> _What the task asks_: Beginning at the top of the entries below, retype each line exactly until the line containing "blurred tree trunk." has been written out; include no pictures and no later lines.

> _Given data_:
┄┄┄┄┄┄┄┄┄┄

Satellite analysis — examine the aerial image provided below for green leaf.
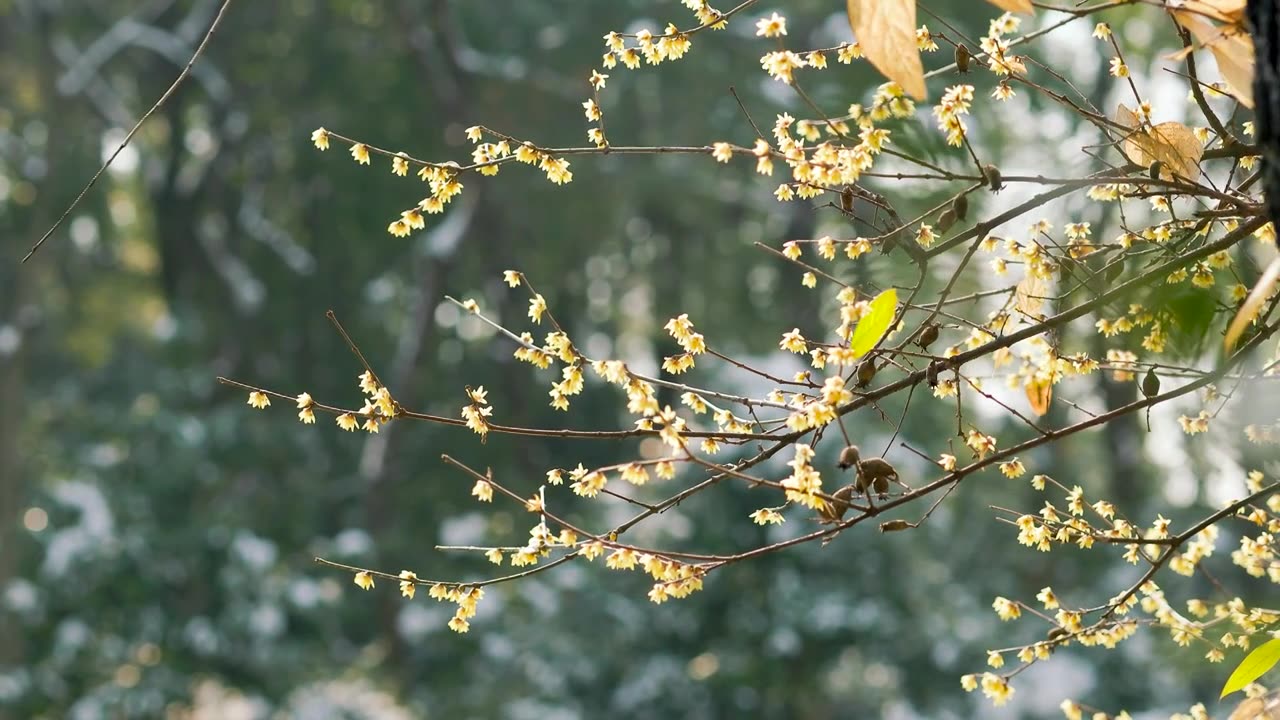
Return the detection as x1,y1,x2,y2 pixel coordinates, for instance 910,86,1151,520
849,289,898,359
1221,637,1280,698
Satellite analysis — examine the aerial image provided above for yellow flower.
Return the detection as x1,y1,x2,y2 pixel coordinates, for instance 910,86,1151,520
336,413,357,431
780,329,807,353
350,143,371,165
311,127,330,150
391,153,409,176
465,126,483,143
980,673,1014,706
447,614,470,633
472,480,494,502
247,391,270,409
1037,586,1059,609
801,272,817,288
387,219,410,237
529,294,547,324
712,143,733,163
999,459,1025,478
399,570,418,598
992,596,1021,621
354,571,374,590
750,508,785,525
485,548,504,565
755,12,786,38
1108,57,1128,78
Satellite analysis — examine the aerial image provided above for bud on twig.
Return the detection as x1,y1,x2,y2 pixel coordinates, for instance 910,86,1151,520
983,164,1003,192
955,43,971,73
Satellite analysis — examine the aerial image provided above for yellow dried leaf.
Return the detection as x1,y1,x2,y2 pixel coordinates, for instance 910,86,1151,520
1224,257,1280,354
1114,105,1204,180
1182,0,1246,24
1025,378,1053,417
846,0,927,100
985,0,1034,13
1172,9,1255,108
1015,272,1047,319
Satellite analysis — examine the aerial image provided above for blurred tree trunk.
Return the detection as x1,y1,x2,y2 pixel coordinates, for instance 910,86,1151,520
1251,0,1279,223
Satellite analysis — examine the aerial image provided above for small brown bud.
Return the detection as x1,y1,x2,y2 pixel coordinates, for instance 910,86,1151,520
955,43,971,73
818,484,856,523
838,445,861,470
1104,258,1125,282
926,360,942,388
937,207,957,234
1148,160,1164,180
840,186,855,213
983,164,1003,192
856,359,877,387
879,519,915,532
952,192,969,221
873,475,890,496
918,323,939,349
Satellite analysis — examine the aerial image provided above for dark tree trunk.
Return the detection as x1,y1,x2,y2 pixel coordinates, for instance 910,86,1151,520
1250,0,1280,223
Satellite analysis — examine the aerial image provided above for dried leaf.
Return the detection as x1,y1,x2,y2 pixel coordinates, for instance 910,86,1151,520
984,0,1034,13
1207,34,1256,108
1182,0,1246,24
1172,9,1255,108
846,0,927,100
1113,105,1204,180
1025,378,1052,417
1015,272,1047,319
1224,256,1280,353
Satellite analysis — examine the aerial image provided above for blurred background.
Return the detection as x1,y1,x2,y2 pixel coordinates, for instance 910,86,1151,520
1,1,1276,718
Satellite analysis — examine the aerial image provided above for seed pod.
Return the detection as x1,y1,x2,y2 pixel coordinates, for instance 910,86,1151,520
818,484,856,523
856,359,877,387
1142,367,1161,398
918,322,939,349
1148,160,1164,180
858,457,899,494
984,164,1003,192
952,192,969,221
879,519,916,532
926,360,942,388
955,43,971,73
937,207,957,234
1104,259,1125,283
840,186,855,213
838,445,861,470
873,475,890,497
1047,627,1070,642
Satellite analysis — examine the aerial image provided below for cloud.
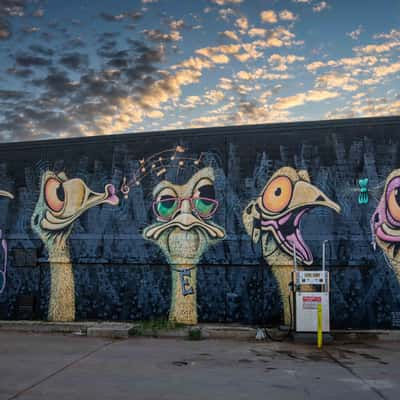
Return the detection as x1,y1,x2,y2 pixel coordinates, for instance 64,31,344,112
139,69,202,108
146,110,164,118
355,41,400,54
0,1,26,17
59,53,89,70
143,29,182,42
312,2,329,12
0,2,27,39
29,45,54,56
99,11,142,22
235,68,291,81
306,55,379,72
173,57,213,71
99,12,126,21
373,29,400,40
373,62,400,77
218,8,238,21
316,72,360,91
0,19,11,39
204,89,225,105
268,54,304,71
0,38,174,140
7,67,33,78
180,95,201,109
279,10,297,21
33,8,44,17
217,77,233,90
274,89,339,109
169,19,185,30
15,52,52,67
347,25,362,40
211,0,243,4
195,44,240,63
260,10,278,23
22,26,40,34
220,30,240,41
235,17,248,31
32,68,76,96
248,28,267,38
0,89,25,100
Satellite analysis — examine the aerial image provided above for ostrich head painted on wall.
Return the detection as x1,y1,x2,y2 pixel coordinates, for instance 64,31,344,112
243,167,341,324
371,169,400,279
31,171,119,321
32,171,119,249
143,166,225,325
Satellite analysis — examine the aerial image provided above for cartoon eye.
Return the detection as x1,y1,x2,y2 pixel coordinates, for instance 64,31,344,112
262,176,293,213
193,184,218,218
388,187,400,223
44,178,65,212
154,195,179,220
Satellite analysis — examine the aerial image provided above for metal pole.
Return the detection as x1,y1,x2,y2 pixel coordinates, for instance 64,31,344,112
317,303,323,348
322,240,328,272
322,240,328,293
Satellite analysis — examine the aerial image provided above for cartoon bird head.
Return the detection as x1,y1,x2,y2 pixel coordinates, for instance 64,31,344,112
143,167,225,264
371,169,400,265
31,171,119,249
243,167,341,265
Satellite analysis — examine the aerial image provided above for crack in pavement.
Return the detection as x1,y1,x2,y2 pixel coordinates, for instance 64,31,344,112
323,349,388,400
7,340,115,400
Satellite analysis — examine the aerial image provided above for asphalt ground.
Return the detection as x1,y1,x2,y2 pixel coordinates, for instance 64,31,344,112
0,332,399,400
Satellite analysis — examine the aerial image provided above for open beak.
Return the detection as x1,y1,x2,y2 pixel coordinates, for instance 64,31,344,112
261,180,341,264
0,190,13,199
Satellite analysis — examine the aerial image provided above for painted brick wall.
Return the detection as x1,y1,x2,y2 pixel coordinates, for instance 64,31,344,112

┄┄┄┄┄┄┄┄┄┄

> _Result_:
Satellite analysis — examine the aerial image provided below for green leaf.
Return the detection as x1,y1,x2,y2 pixel coordinates, for instance 910,86,1151,520
849,289,898,359
1221,637,1280,698
Satellite analysis — examine the aerial image provided above for yellow flower.
Return the detection as x1,y1,x2,y2 pixel coordinates, for instance 910,86,1151,520
336,413,357,431
780,329,807,353
350,143,371,165
311,127,330,150
391,153,409,176
465,126,483,143
980,673,1014,706
447,614,470,633
472,480,494,502
247,391,270,409
1037,586,1059,609
801,272,817,288
387,219,410,237
529,294,547,324
712,143,733,163
999,459,1025,478
399,570,418,598
992,596,1021,621
354,571,374,590
750,508,785,525
485,548,504,565
755,12,786,38
1108,57,1128,78
Satellite analysis — examine the aerial image provided above for bud on twig.
Return the detection as x1,y1,x2,y2 pixel coordinates, for instance 910,86,1151,520
983,164,1003,192
955,43,971,73
Satellite analysis — examine the aerial image provided above for yellow dried leaf.
Return the detection as x1,y1,x2,y2 pixel coordinates, for instance 910,86,1151,520
1224,257,1280,354
1114,105,1204,180
1182,0,1246,24
1025,378,1053,417
846,0,927,100
985,0,1034,13
1172,9,1255,108
1015,272,1047,319
Satellite analysis — examine the aerial image provided above for blurred tree trunk.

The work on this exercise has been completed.